Point-based annotation data:
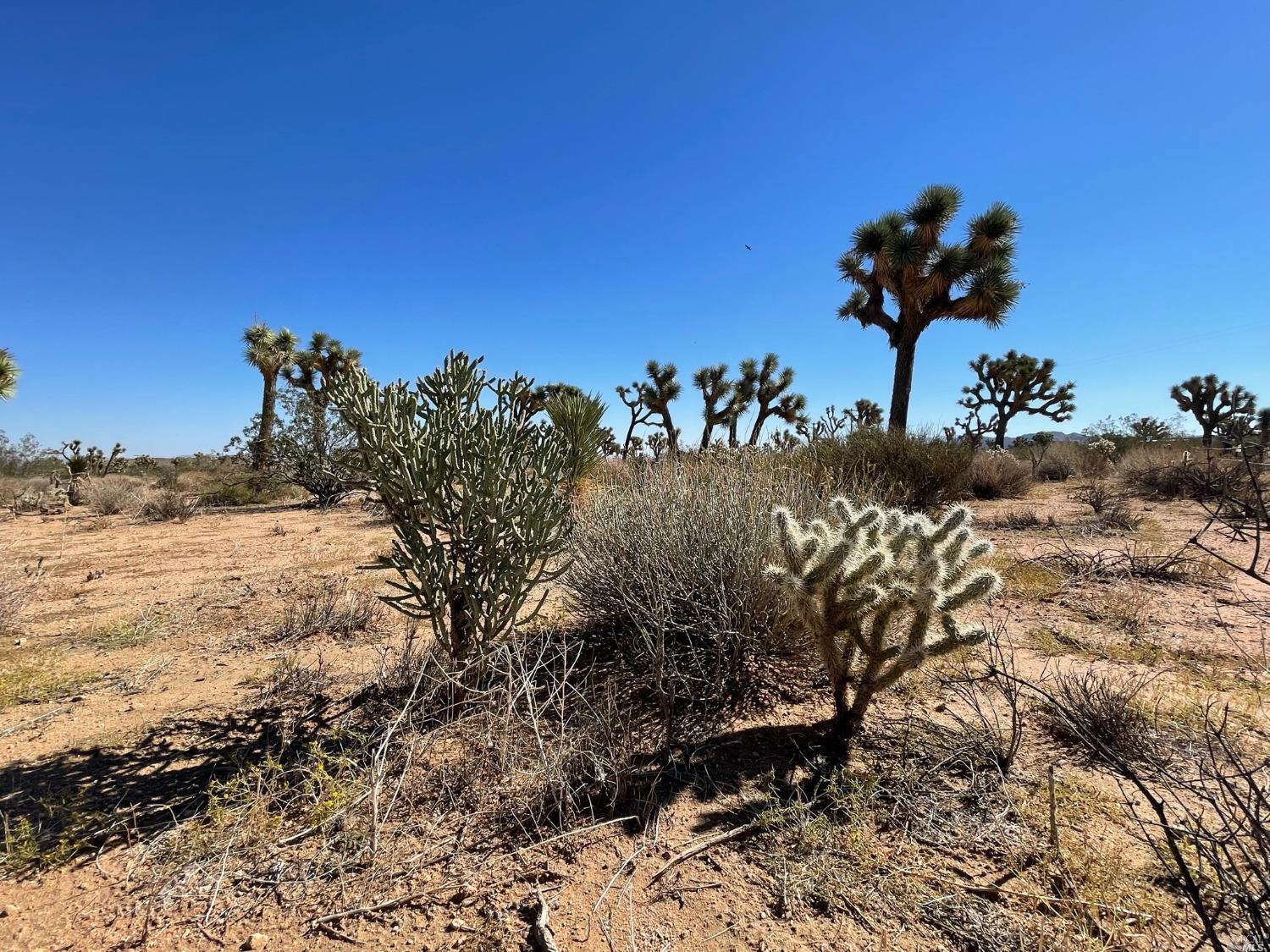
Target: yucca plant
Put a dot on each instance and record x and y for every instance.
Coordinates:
(1018, 383)
(9, 373)
(269, 352)
(1213, 403)
(577, 416)
(901, 261)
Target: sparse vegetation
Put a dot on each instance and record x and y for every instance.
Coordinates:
(329, 607)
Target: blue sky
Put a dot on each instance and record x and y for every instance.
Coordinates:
(568, 188)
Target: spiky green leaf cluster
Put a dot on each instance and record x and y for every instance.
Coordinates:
(903, 254)
(1016, 383)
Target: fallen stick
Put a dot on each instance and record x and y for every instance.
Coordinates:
(703, 845)
(376, 908)
(541, 936)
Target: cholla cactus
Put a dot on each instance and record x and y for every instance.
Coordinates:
(879, 592)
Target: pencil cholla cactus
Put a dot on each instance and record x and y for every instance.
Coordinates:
(879, 592)
(472, 493)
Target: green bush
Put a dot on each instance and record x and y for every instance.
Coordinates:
(911, 471)
(472, 494)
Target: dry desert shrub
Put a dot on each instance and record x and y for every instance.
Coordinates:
(670, 570)
(998, 475)
(329, 608)
(112, 495)
(167, 504)
(15, 592)
(1102, 713)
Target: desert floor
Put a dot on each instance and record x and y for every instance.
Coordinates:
(135, 675)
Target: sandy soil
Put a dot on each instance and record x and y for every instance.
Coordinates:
(210, 594)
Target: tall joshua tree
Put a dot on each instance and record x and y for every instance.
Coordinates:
(774, 399)
(1018, 383)
(640, 414)
(315, 370)
(269, 352)
(742, 398)
(9, 373)
(1213, 403)
(865, 413)
(714, 385)
(662, 388)
(901, 261)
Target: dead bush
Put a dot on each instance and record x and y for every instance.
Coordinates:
(1102, 713)
(111, 495)
(998, 475)
(329, 608)
(1023, 520)
(670, 571)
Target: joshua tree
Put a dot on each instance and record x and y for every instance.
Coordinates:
(714, 385)
(535, 401)
(269, 352)
(9, 373)
(742, 396)
(632, 398)
(865, 414)
(1150, 429)
(827, 426)
(657, 442)
(660, 391)
(899, 259)
(1213, 403)
(772, 398)
(1018, 383)
(577, 415)
(879, 593)
(968, 429)
(315, 370)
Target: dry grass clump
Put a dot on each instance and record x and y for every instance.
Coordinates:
(36, 678)
(130, 632)
(330, 607)
(1102, 713)
(914, 471)
(998, 475)
(167, 504)
(670, 571)
(15, 592)
(112, 495)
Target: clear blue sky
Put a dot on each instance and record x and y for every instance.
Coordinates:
(566, 188)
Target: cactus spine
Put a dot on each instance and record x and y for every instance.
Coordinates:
(879, 592)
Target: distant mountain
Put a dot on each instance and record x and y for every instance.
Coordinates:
(1058, 437)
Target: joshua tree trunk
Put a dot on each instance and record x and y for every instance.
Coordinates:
(759, 428)
(906, 352)
(1000, 437)
(263, 444)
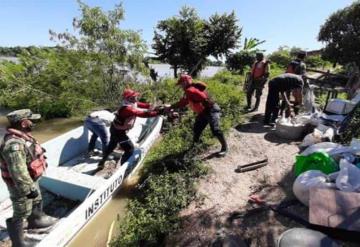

SET PROBLEM | Rewrite all of the rows above as a numbered list, dropping any blank lines. Leave the pictures out of your answer.

RESPONSE FOR THIS EXERCISE |
1. Target: yucca plant
2. Put a dot on each instance and record x and y for every instance.
3. Coordinates:
4. (1018, 383)
5. (9, 373)
6. (269, 352)
7. (1213, 403)
8. (577, 416)
9. (901, 261)
10. Target: sparse vegetation
11. Put a dot on each instance and record x and y for every instance.
12. Coordinates:
13. (329, 607)
14. Target: blue sky
15. Put a dot on each instance and record x and y for every instance.
16. Coordinates:
17. (568, 188)
18. Target: spiky green leaf cluster
19. Put a dot on each instance and record x and y for every instance.
20. Coordinates:
21. (903, 254)
22. (1016, 383)
23. Target: fallen stick
24. Put a dot on each instance and record x and y for every instance.
25. Coordinates:
26. (703, 845)
27. (376, 908)
28. (541, 936)
29. Target: cholla cactus
30. Put a dot on each instance and record x and y for every instance.
31. Coordinates:
32. (879, 592)
33. Target: pencil cholla cactus
34. Put a dot on each instance and record x and y for every instance.
35. Coordinates:
36. (879, 592)
37. (472, 493)
38. Target: green bush
39. Put a dot on each instance and record x and y for every instance.
40. Coordinates:
41. (911, 471)
42. (472, 494)
43. Target: dry desert shrub
44. Put a dot on each instance and record x and y for every instance.
45. Coordinates:
46. (670, 570)
47. (998, 475)
48. (329, 608)
49. (112, 495)
50. (167, 504)
51. (15, 592)
52. (1102, 713)
53. Target: desert floor
54. Put a dot on each instance and record x and y for every instance.
55. Coordinates:
56. (135, 675)
57. Target: sandy soil
58. Put a dot on each instance and record x and y for every instance.
59. Coordinates:
60. (210, 594)
61. Target: tall joshua tree
62. Put a dot on each instance and record x and y for every instance.
63. Coordinates:
64. (774, 399)
65. (1018, 383)
66. (640, 414)
67. (315, 370)
68. (269, 352)
69. (742, 398)
70. (9, 373)
71. (1213, 403)
72. (865, 413)
73. (714, 385)
74. (662, 388)
75. (901, 261)
76. Target: dead bush
77. Put a dot on each instance and record x and y for every instance.
78. Coordinates:
79. (1102, 713)
80. (111, 495)
81. (998, 475)
82. (329, 608)
83. (1023, 520)
84. (670, 571)
85. Target: joshua tree
86. Put a dot on each instance and record x and y for every instance.
87. Coordinates:
88. (714, 385)
89. (535, 401)
90. (269, 352)
91. (9, 373)
92. (742, 396)
93. (632, 398)
94. (865, 414)
95. (1150, 429)
96. (827, 426)
97. (657, 442)
98. (660, 391)
99. (899, 259)
100. (1213, 403)
101. (772, 398)
102. (1018, 383)
103. (577, 415)
104. (879, 593)
105. (968, 429)
106. (315, 370)
107. Target: dry grass clump
108. Put a dot on each instance and record x and y for every instance.
109. Coordinates:
110. (36, 678)
111. (130, 632)
112. (330, 607)
113. (1102, 713)
114. (914, 471)
115. (998, 475)
116. (167, 504)
117. (670, 571)
118. (15, 592)
119. (112, 495)
120. Target: clear blue sky
121. Put a dot on each instance and record x and y for every instance.
122. Coordinates:
123. (566, 188)
124. Target: cactus spine
125. Put a dot on each instance and record x and y for every instance.
126. Coordinates:
127. (879, 592)
128. Target: distant mountain
129. Put a dot on each instance and record x and y for every instance.
130. Coordinates:
131. (1058, 437)
132. Target: joshua tree trunk
133. Put a dot on each instance and record x and y for every instance.
134. Coordinates:
135. (759, 428)
136. (906, 352)
137. (1000, 437)
138. (263, 444)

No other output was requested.